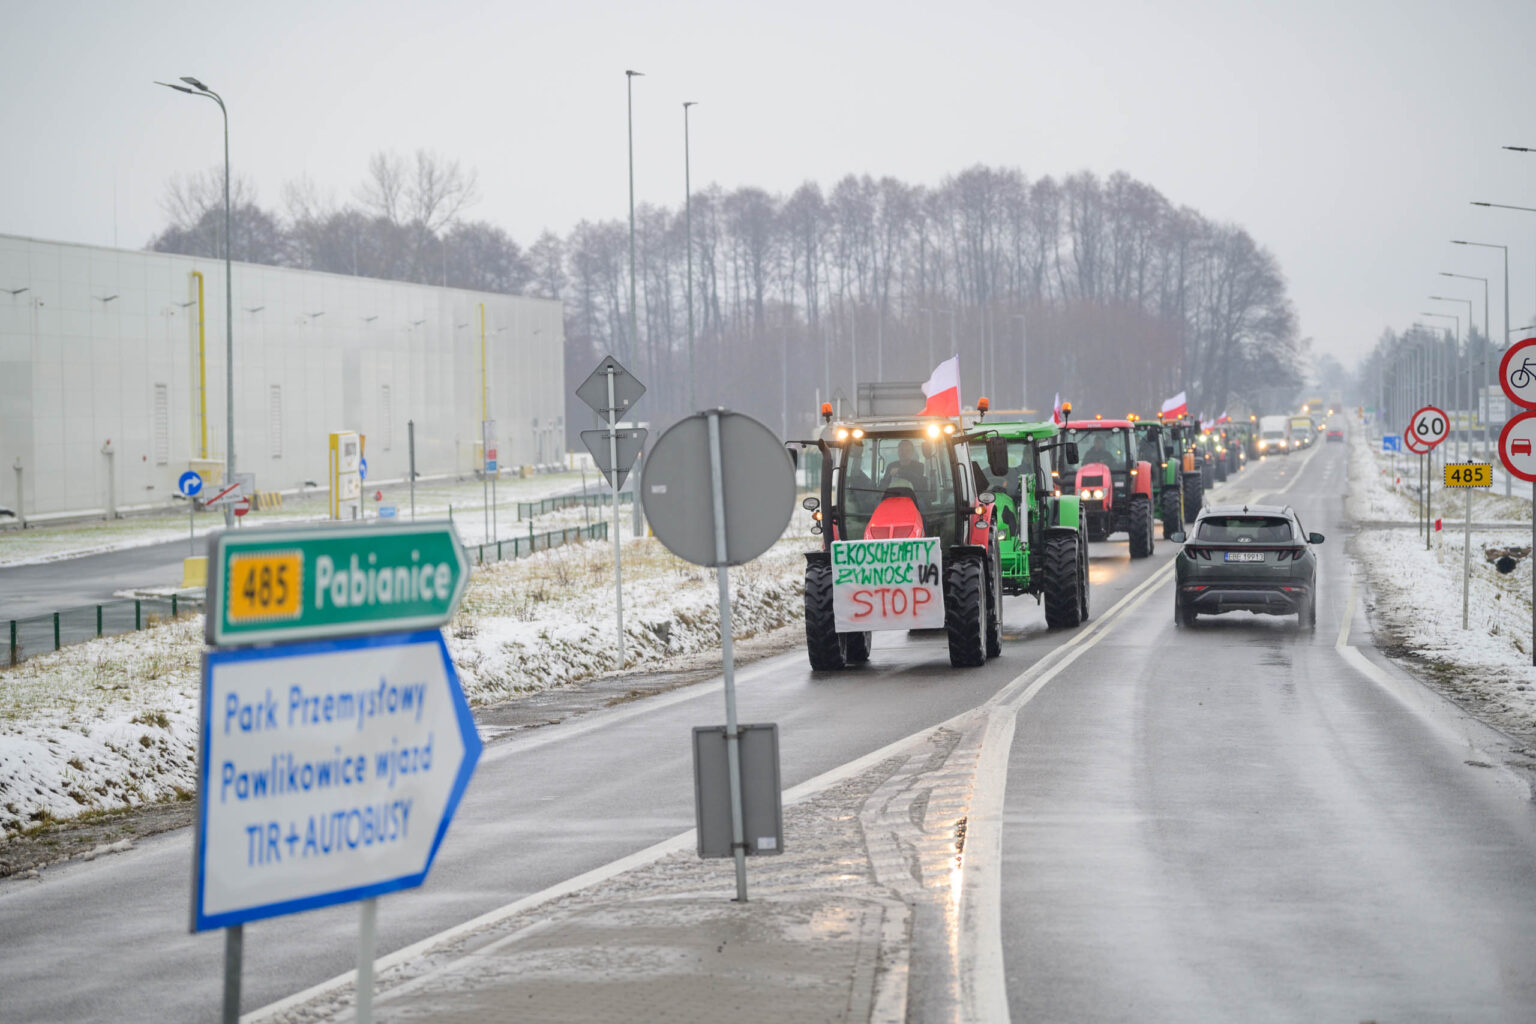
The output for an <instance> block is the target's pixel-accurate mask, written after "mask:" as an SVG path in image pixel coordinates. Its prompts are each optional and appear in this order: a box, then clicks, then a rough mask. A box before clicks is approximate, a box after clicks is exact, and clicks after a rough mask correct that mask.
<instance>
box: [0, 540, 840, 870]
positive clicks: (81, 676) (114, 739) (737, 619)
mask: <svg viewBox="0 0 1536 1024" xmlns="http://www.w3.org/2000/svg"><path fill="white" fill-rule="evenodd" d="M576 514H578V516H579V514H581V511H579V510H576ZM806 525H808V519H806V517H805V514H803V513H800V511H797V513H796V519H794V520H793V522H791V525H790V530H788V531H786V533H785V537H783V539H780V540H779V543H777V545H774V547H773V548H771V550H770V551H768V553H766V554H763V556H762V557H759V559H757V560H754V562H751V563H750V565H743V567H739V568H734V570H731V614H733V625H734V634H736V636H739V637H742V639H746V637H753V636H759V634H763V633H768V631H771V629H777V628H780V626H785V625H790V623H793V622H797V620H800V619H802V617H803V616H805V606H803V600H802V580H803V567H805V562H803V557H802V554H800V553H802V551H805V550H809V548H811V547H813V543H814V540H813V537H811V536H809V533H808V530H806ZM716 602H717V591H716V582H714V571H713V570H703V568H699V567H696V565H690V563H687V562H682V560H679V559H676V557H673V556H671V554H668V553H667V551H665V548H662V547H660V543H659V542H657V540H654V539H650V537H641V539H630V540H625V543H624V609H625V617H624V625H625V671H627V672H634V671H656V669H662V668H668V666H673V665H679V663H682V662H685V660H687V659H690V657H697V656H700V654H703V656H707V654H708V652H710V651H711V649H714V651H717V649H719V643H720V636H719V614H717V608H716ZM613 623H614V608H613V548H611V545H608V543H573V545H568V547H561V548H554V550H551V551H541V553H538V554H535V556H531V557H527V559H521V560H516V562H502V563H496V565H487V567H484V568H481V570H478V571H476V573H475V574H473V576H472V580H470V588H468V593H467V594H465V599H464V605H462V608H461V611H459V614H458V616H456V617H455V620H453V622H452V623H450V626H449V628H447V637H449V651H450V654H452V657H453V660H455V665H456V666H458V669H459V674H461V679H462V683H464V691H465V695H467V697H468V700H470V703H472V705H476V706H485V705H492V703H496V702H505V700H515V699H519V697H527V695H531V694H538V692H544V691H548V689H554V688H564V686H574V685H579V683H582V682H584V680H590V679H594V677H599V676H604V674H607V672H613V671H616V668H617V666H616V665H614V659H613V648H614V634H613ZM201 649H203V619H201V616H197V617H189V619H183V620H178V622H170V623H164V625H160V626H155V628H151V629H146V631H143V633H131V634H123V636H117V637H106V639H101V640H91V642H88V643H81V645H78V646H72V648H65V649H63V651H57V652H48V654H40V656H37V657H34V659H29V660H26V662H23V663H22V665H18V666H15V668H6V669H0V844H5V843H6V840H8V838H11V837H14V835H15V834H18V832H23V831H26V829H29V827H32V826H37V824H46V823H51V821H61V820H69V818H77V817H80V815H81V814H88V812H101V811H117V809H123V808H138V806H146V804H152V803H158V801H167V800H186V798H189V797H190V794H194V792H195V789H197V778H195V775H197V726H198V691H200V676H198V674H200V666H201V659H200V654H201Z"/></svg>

---

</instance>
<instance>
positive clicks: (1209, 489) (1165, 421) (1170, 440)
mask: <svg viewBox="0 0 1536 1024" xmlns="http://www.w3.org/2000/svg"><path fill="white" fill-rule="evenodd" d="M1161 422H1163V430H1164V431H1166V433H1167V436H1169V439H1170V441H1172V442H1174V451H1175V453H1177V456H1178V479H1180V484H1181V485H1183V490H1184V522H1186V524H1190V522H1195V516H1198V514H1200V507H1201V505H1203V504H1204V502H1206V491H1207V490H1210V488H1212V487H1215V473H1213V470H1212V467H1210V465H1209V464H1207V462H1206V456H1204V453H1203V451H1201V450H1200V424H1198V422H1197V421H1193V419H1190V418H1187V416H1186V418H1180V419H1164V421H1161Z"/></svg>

Task details >>
After locating the line with "The output for" in the material above, return it and each line after it exactly, ending at the line with "box: [0, 540, 840, 870]".

Reply to the task >>
The output for an <instance> block is the target's pixel-accurate mask, written after "mask:" as an SVG path in image pixel coordinates. Its prompts are each optional and appear in this order: a box, then clicks, then a rough mask. A box before clicks is approximate, a box after clicks is exact, and clicks after a rough mask correct that mask.
<instance>
box: [0, 540, 840, 870]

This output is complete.